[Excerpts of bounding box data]
==================================================

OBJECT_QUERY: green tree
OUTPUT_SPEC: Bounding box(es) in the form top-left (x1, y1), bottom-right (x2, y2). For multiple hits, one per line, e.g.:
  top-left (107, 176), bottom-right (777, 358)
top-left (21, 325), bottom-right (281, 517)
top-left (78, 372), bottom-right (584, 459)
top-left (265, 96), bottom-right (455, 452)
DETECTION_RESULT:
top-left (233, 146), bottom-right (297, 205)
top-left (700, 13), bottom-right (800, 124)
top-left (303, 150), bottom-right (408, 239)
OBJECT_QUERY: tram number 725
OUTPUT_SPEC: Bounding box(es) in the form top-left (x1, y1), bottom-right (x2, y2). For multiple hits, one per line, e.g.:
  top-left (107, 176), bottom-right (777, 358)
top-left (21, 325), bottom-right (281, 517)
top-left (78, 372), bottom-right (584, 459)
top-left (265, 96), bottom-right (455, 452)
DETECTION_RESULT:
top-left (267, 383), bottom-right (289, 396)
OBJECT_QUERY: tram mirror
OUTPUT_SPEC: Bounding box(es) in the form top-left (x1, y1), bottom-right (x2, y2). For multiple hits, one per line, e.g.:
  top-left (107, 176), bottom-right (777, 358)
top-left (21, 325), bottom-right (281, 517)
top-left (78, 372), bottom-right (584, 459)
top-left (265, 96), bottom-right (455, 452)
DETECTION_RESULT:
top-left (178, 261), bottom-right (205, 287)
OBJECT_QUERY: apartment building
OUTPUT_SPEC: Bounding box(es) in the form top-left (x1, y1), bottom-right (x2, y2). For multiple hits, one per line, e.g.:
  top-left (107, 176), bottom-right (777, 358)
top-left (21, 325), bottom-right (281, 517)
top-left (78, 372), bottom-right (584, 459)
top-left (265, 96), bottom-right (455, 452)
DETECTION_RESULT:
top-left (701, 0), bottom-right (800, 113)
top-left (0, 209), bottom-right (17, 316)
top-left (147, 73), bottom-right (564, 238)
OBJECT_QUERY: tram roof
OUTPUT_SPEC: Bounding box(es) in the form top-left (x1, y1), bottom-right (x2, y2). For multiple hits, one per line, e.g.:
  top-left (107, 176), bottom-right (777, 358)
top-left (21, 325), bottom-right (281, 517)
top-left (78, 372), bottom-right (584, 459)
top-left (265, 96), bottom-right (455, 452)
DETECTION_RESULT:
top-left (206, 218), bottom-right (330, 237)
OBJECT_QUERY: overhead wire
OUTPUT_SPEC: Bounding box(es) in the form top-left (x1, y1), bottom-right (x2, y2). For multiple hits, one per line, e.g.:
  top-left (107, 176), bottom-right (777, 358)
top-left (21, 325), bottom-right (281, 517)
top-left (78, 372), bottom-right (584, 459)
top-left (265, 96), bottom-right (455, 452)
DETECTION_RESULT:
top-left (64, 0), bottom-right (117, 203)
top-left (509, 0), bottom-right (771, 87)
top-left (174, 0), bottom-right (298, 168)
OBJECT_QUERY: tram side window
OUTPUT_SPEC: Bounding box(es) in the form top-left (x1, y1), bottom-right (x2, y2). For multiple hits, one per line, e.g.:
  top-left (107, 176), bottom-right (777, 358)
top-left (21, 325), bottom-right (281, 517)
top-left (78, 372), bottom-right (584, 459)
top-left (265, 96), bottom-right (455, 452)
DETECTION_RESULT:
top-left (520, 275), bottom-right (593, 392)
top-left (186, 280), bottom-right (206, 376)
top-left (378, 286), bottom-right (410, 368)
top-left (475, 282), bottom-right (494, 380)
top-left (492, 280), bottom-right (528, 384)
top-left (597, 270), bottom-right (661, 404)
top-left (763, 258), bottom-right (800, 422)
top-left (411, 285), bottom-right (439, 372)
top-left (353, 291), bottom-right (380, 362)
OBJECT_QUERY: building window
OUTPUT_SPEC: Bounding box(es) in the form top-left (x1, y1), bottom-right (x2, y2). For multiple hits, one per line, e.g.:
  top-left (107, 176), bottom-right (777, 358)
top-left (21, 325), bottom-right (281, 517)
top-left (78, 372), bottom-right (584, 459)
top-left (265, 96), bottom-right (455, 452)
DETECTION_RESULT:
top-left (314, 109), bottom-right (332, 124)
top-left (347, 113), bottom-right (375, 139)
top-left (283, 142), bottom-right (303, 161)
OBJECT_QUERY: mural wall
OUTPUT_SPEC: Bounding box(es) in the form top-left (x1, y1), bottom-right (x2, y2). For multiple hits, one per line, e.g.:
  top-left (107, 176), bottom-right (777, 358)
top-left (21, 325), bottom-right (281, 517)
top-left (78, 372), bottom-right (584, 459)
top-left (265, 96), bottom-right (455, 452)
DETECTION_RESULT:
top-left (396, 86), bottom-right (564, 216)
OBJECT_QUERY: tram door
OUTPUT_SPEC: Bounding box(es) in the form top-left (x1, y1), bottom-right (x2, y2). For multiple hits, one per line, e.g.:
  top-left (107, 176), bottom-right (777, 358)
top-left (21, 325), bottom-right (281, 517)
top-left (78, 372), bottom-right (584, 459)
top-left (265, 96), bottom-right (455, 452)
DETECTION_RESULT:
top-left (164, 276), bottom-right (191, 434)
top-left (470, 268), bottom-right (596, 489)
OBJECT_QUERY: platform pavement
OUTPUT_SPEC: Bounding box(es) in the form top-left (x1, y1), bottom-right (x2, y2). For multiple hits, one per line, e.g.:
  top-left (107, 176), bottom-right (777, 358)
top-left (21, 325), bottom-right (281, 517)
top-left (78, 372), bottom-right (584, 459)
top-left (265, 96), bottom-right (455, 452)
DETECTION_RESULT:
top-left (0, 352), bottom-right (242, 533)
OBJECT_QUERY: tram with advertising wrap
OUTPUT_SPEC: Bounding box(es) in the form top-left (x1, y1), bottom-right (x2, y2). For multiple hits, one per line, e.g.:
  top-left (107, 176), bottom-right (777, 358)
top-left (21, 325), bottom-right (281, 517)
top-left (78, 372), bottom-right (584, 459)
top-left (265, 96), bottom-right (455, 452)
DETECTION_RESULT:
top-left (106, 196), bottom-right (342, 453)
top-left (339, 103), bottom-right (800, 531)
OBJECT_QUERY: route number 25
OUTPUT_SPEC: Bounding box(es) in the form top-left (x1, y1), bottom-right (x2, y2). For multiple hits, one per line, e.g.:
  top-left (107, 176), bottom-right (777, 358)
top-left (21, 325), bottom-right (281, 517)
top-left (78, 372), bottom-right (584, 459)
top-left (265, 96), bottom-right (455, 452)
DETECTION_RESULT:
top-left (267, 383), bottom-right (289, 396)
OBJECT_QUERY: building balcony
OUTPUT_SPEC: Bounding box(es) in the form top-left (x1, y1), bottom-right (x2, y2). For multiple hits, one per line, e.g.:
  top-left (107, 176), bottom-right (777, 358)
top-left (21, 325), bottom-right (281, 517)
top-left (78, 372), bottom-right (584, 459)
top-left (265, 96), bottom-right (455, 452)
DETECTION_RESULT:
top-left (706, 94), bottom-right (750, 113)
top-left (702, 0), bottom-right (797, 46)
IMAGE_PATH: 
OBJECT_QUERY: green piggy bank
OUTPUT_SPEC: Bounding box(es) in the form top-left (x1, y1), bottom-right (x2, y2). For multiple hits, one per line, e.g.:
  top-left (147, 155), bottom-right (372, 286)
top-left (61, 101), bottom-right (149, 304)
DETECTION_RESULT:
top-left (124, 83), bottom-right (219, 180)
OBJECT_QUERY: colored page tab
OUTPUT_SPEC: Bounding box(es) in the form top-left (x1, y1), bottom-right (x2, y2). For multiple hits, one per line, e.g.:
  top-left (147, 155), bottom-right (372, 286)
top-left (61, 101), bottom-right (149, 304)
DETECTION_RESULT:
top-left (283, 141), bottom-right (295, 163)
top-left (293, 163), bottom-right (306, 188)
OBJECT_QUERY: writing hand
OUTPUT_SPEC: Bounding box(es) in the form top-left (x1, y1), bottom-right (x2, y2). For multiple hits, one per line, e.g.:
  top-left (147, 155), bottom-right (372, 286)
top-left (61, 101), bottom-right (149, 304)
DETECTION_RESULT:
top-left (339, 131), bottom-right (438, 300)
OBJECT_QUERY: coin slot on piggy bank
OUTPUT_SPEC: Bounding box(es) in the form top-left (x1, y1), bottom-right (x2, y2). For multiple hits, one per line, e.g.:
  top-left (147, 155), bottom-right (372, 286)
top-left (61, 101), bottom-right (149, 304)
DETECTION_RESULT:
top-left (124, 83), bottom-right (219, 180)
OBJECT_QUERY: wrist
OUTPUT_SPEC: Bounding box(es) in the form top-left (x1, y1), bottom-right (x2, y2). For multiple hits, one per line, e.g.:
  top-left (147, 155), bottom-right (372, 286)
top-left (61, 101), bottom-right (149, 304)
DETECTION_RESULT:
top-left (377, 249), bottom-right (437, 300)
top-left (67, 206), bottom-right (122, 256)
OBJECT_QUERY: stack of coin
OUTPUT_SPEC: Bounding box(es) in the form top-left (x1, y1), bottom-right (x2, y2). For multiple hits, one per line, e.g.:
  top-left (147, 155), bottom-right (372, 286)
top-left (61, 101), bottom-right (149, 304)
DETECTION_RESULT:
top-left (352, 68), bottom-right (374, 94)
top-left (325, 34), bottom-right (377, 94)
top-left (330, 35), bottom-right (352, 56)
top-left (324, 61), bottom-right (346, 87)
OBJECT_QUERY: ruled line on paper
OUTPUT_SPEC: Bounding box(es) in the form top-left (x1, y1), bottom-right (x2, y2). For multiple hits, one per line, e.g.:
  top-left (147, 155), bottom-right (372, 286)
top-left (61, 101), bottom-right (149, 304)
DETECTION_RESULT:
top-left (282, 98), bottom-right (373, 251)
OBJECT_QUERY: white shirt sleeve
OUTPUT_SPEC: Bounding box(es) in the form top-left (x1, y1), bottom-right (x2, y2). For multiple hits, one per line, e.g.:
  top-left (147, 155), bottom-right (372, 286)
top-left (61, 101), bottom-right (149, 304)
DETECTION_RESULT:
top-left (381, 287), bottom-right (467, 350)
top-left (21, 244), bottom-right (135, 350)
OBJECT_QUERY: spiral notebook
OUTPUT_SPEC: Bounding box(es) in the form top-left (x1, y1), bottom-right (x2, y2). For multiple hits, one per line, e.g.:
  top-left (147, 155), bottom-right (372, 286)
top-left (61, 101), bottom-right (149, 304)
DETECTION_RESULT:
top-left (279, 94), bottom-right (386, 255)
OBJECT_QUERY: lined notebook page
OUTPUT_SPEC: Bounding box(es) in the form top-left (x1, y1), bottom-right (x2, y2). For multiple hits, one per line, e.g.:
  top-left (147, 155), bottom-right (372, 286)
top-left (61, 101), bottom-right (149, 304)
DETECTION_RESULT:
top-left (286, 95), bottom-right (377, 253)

==================================================

* **Your instructions**
Please copy out, unchanged, everything in the entries from the line containing "OBJECT_QUERY: overhead wire" down to the line containing "top-left (353, 291), bottom-right (380, 362)", with both of those lines included.

* **Task solution**
OBJECT_QUERY: overhead wire
OUTPUT_SPEC: Bounding box(es) in the form top-left (x1, y1), bottom-right (x2, y2). For multiple hits, one per line, e.g.:
  top-left (107, 176), bottom-right (777, 358)
top-left (21, 325), bottom-right (281, 517)
top-left (78, 372), bottom-right (584, 459)
top-left (265, 96), bottom-right (455, 452)
DETECTION_RESULT:
top-left (64, 0), bottom-right (117, 203)
top-left (509, 0), bottom-right (771, 87)
top-left (174, 0), bottom-right (298, 168)
OBJECT_QUERY: tram side window
OUTPUT_SPEC: Bounding box(es) in the form top-left (x1, y1), bottom-right (x2, y2). For multiple hits, one per line, e.g.:
  top-left (107, 176), bottom-right (777, 358)
top-left (21, 325), bottom-right (281, 517)
top-left (78, 372), bottom-right (584, 459)
top-left (265, 96), bottom-right (455, 452)
DETECTION_RESULT:
top-left (520, 275), bottom-right (593, 392)
top-left (186, 280), bottom-right (206, 376)
top-left (378, 286), bottom-right (410, 368)
top-left (475, 282), bottom-right (494, 380)
top-left (492, 280), bottom-right (528, 384)
top-left (597, 270), bottom-right (661, 404)
top-left (763, 258), bottom-right (800, 422)
top-left (411, 285), bottom-right (439, 372)
top-left (353, 291), bottom-right (380, 362)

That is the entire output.